## Start SUPPLIED ENTRIES

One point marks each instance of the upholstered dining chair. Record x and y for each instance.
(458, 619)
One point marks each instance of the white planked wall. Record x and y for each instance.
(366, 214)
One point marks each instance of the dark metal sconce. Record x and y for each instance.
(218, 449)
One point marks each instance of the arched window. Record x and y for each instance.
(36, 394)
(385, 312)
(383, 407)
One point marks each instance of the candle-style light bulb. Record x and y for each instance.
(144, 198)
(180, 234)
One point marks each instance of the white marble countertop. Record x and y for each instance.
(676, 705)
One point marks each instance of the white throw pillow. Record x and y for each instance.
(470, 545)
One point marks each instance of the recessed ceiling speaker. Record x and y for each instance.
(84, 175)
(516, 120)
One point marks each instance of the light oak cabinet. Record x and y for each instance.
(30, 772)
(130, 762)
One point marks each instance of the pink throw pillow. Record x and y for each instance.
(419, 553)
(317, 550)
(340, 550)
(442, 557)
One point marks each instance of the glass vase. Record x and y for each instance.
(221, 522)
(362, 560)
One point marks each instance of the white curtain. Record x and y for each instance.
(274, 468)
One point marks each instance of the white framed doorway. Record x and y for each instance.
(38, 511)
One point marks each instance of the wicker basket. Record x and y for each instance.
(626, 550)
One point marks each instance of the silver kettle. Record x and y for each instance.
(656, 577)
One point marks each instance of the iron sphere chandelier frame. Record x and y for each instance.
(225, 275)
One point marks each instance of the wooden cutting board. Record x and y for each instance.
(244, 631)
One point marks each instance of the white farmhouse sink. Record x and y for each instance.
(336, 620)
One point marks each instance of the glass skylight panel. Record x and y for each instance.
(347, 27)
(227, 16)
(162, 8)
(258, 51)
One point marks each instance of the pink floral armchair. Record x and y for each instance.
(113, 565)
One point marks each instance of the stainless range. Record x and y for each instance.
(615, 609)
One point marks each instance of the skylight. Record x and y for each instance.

## End SUPPLIED ENTRIES

EXERCISE:
Write out the stretch of the listing from the line containing "One point marks each instance of the pink floral" through the end of the listing, requests included, and move every x and y coordinate up by 50.

OUTPUT FOR THIS EXERCISE:
One point marks each instance of the pink floral armchair. Record x and y for each instance.
(163, 615)
One point marks each instance of the stainless range. Record x and y for each instance.
(665, 659)
One point marks each instance of the skylight. Record x and y for each instance.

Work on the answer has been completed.